_YOUR TASK_
Put every line of the records into a Markdown table with the columns "No." and "Text", numbering the rows and skipping blank lines. Leave the pictures out of the answer.

[Items listed in a dataset]
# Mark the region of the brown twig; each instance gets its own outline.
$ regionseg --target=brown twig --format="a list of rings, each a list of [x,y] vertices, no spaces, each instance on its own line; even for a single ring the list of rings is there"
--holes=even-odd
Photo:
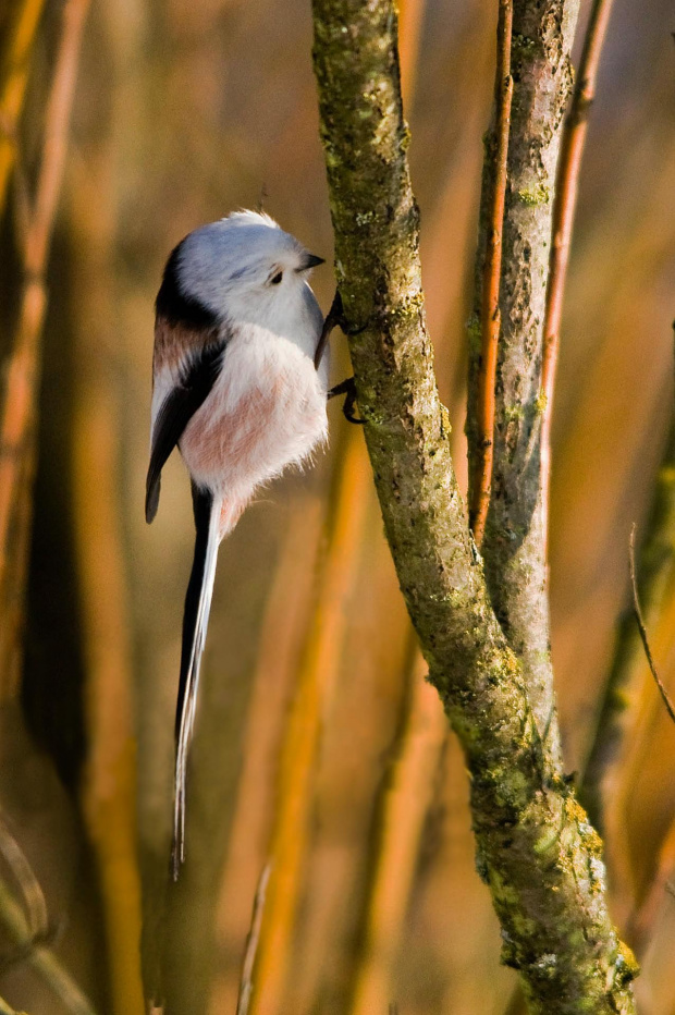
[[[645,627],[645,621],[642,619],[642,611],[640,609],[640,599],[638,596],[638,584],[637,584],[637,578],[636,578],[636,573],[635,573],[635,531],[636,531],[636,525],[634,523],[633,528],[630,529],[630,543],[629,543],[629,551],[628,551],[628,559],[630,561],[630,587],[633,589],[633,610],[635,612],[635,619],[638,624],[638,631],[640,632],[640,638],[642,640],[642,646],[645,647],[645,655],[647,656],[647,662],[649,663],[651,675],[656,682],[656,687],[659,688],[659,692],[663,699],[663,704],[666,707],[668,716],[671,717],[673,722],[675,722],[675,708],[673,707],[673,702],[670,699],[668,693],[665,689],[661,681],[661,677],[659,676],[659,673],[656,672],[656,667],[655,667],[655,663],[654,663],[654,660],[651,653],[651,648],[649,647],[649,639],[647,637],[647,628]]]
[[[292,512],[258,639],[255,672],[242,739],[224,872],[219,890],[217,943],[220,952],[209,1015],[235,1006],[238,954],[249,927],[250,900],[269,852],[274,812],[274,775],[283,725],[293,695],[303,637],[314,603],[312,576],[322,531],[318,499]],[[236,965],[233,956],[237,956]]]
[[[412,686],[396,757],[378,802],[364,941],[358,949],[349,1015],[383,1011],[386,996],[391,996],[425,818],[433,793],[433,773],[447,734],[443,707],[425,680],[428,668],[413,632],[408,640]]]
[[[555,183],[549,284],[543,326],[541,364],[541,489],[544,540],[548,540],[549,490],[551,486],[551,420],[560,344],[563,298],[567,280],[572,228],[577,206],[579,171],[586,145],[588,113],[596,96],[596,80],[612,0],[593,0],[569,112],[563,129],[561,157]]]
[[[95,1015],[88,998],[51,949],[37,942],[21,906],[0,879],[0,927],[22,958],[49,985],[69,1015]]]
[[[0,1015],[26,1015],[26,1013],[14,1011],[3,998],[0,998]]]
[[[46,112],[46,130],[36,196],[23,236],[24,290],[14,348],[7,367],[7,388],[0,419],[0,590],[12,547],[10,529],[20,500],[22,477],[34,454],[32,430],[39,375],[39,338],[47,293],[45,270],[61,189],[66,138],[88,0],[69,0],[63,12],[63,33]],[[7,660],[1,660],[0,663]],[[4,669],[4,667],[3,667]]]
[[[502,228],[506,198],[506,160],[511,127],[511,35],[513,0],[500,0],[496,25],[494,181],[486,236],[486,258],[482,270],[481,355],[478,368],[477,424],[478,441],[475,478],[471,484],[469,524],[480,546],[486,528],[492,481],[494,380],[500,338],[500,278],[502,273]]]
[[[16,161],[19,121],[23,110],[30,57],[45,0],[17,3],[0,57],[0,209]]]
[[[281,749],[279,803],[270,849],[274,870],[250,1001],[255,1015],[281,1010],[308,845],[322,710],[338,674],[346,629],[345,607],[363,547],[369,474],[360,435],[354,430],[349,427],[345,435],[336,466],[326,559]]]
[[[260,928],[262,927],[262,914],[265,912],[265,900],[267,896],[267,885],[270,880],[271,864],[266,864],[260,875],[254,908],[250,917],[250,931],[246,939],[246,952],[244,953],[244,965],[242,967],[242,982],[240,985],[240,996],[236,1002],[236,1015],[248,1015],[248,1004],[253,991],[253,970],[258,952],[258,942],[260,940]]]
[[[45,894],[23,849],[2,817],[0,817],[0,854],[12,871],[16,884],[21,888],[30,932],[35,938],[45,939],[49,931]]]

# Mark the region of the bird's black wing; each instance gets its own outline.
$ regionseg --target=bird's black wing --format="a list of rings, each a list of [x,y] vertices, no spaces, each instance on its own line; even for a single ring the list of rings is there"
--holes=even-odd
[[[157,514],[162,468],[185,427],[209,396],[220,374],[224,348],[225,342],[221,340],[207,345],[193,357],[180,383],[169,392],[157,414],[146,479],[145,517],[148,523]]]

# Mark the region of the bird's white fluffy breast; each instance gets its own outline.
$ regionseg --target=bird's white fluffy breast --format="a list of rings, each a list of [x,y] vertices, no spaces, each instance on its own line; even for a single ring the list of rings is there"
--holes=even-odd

_RESULT FOR THIS TASK_
| No. | Text |
|---|---|
| 1 | # Mark the region of the brown twig; each instance gets its own outline. |
| 2 | $ regionseg --target=brown twig --format="a list of rings, each a list of [x,y] vertices, no spaces, each instance on its own line; even for a single ring the list of rings is there" |
| 3 | --holes=even-odd |
| 4 | Photo: |
| 5 | [[[645,627],[645,621],[642,619],[642,611],[640,609],[640,599],[638,596],[638,584],[637,584],[637,578],[636,578],[636,573],[635,573],[635,531],[636,531],[636,525],[634,523],[633,528],[630,529],[630,543],[629,543],[629,551],[628,551],[628,559],[630,561],[630,587],[633,589],[633,610],[635,612],[635,619],[638,624],[638,631],[640,632],[640,638],[642,640],[642,646],[645,647],[645,655],[647,656],[647,662],[649,663],[651,675],[656,682],[656,687],[659,688],[659,692],[663,699],[663,704],[666,707],[668,716],[671,717],[673,722],[675,722],[675,708],[673,707],[673,702],[670,699],[668,693],[665,689],[661,681],[661,677],[659,676],[659,673],[656,672],[656,667],[655,667],[655,663],[654,663],[654,660],[651,653],[651,648],[649,647],[649,639],[647,637],[647,628]]] |
| 6 | [[[292,512],[258,639],[255,672],[242,739],[224,872],[219,890],[217,943],[220,952],[209,1015],[235,1006],[238,954],[249,927],[250,900],[269,852],[274,812],[274,775],[283,725],[293,695],[303,637],[314,603],[312,576],[322,531],[318,499]],[[236,965],[233,956],[237,956]]] |
| 7 | [[[412,686],[396,757],[378,802],[364,941],[358,949],[349,1015],[383,1011],[386,996],[391,996],[425,818],[433,793],[433,773],[447,734],[443,707],[425,680],[428,668],[413,632],[408,640]]] |
| 8 | [[[555,183],[549,284],[543,326],[541,364],[541,489],[544,540],[548,540],[549,490],[551,486],[551,420],[560,344],[563,298],[567,280],[572,228],[577,206],[579,171],[586,145],[588,113],[596,96],[596,80],[612,0],[593,0],[569,112],[563,129],[561,157]]] |
| 9 | [[[95,1015],[88,998],[51,949],[37,942],[21,906],[0,879],[0,927],[22,958],[49,985],[69,1015]]] |
| 10 | [[[0,1015],[26,1015],[26,1013],[14,1011],[3,998],[0,998]]] |
| 11 | [[[46,112],[46,130],[36,196],[23,236],[24,290],[14,348],[7,367],[7,388],[0,419],[0,590],[12,547],[10,529],[20,500],[22,477],[34,454],[32,430],[39,375],[39,338],[47,293],[45,270],[61,189],[66,138],[88,0],[69,0],[63,12],[63,33]],[[7,660],[1,660],[0,663]],[[4,669],[4,667],[3,667]]] |
| 12 | [[[502,228],[506,198],[506,160],[511,127],[511,35],[513,0],[500,0],[496,25],[494,181],[486,236],[486,258],[482,270],[481,355],[478,368],[477,424],[478,441],[475,478],[471,484],[469,524],[480,546],[486,528],[492,481],[494,380],[500,338],[500,278],[502,273]]] |
| 13 | [[[16,161],[19,121],[23,110],[30,57],[45,0],[17,3],[0,57],[0,209]]] |
| 14 | [[[281,749],[279,803],[270,849],[274,870],[250,1001],[255,1015],[281,1010],[308,845],[322,710],[338,674],[346,629],[345,607],[363,547],[369,474],[360,435],[354,430],[349,427],[345,435],[336,466],[326,559]]] |
| 15 | [[[260,928],[262,927],[262,914],[265,912],[265,900],[267,896],[267,885],[270,880],[271,864],[266,864],[260,875],[254,908],[250,917],[250,931],[246,939],[246,952],[244,953],[244,965],[242,967],[242,982],[240,985],[240,996],[236,1002],[236,1015],[248,1015],[248,1004],[253,991],[253,970],[258,952],[258,942],[260,940]]] |
| 16 | [[[45,894],[23,849],[2,817],[0,817],[0,854],[12,871],[16,884],[21,888],[30,932],[35,938],[45,939],[49,931]]] |
| 17 | # Mark the region of the bird's black wing; each instance gets its own outline. |
| 18 | $ regionseg --target=bird's black wing --format="a list of rings, each a list of [x,y] vertices, no spaces, each instance on its own line; even for a single ring the list of rings is there" |
| 19 | --holes=even-odd |
| 20 | [[[157,514],[162,468],[185,427],[209,396],[220,374],[224,348],[225,342],[221,340],[207,345],[193,357],[180,383],[169,392],[157,414],[146,479],[145,517],[148,523]]] |
| 21 | # Mark the region of the bird's white fluffy breast; each instance gets its own outline. |
| 22 | $ regionseg --target=bird's white fluffy breast --format="a list of rings, each a list of [x,y] vertices, no spaces, each instance on its own line; even for a single ring the list of rings is there" |
| 23 | --holes=even-odd |